* [TASK BRIEF] Can you reproduce, character for character, the stretch of the data below from the line containing "# test: pin the hillside, one" through the line containing "point(159, 67)", with both of those lines included? Output only that stretch.

* [INPUT MATERIAL]
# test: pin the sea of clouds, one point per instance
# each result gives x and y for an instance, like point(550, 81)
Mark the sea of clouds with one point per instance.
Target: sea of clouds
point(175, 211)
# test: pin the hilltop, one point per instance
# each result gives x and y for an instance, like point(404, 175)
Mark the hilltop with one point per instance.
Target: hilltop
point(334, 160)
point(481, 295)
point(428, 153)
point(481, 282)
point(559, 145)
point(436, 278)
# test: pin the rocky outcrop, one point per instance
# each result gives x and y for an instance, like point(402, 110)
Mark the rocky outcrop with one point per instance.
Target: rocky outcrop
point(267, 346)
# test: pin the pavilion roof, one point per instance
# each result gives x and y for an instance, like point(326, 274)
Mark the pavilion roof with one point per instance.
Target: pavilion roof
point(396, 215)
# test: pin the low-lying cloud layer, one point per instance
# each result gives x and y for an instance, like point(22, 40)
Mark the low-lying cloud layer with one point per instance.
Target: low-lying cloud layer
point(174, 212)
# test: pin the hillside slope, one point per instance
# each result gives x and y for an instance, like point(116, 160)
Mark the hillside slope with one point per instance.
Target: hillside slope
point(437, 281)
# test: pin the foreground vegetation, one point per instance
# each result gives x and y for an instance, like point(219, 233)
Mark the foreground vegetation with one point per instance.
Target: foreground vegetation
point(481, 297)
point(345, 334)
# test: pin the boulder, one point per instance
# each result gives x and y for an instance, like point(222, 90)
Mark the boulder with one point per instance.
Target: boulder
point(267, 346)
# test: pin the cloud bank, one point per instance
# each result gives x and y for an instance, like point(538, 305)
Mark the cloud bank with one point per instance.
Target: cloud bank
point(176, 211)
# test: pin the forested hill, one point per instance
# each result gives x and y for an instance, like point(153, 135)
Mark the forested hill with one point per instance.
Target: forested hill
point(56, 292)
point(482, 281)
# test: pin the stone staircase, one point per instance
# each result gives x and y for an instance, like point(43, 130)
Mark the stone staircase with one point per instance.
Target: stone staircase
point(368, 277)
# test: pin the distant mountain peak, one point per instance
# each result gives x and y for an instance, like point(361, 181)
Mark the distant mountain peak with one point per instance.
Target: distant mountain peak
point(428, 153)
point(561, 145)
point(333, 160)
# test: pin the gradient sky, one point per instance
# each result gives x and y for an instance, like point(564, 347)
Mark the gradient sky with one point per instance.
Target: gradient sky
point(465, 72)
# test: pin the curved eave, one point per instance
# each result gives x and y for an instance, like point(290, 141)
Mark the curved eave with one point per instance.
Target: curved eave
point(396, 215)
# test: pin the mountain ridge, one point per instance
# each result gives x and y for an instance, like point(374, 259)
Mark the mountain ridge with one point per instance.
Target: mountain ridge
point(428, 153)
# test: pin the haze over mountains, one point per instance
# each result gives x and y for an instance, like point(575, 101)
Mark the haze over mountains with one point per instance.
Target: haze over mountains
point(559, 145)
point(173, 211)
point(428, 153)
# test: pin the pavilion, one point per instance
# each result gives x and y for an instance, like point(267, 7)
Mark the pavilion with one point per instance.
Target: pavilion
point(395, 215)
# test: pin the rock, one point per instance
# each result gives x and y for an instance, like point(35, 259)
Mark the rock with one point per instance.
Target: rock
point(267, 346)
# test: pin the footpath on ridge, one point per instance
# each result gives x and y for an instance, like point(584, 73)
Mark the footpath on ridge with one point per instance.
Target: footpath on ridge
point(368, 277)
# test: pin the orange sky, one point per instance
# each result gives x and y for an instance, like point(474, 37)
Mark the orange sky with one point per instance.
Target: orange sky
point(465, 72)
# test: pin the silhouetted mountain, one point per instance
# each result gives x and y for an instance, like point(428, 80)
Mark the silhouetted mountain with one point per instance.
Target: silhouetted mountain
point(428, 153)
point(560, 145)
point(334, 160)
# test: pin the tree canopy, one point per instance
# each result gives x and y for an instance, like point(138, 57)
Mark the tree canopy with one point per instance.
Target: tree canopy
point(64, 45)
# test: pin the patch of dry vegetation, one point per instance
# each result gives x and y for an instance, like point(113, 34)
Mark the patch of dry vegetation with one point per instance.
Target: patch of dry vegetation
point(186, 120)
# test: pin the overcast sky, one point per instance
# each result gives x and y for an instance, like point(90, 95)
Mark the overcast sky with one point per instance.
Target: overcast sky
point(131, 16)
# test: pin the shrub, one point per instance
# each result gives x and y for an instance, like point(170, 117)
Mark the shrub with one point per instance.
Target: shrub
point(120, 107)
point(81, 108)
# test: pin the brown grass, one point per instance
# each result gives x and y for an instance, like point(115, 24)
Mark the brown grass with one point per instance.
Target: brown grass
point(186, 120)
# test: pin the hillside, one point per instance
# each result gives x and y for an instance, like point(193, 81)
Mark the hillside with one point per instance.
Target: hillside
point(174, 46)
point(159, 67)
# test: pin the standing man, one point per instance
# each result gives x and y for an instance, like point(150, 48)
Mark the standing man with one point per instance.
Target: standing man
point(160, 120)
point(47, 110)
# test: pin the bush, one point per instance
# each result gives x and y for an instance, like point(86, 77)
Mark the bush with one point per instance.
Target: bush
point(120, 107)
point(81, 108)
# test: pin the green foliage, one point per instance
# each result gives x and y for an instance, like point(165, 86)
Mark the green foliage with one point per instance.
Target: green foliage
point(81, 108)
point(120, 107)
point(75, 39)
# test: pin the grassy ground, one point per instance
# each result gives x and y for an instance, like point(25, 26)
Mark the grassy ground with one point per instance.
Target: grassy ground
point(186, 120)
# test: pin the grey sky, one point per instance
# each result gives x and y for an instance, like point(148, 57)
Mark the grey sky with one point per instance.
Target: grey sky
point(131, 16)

* [ANSWER]
# test: pin the hillside, one point per instance
# each result gives x and y for an instance, like point(193, 81)
Mark the hillside with one point per instance.
Target: hillside
point(174, 46)
point(159, 67)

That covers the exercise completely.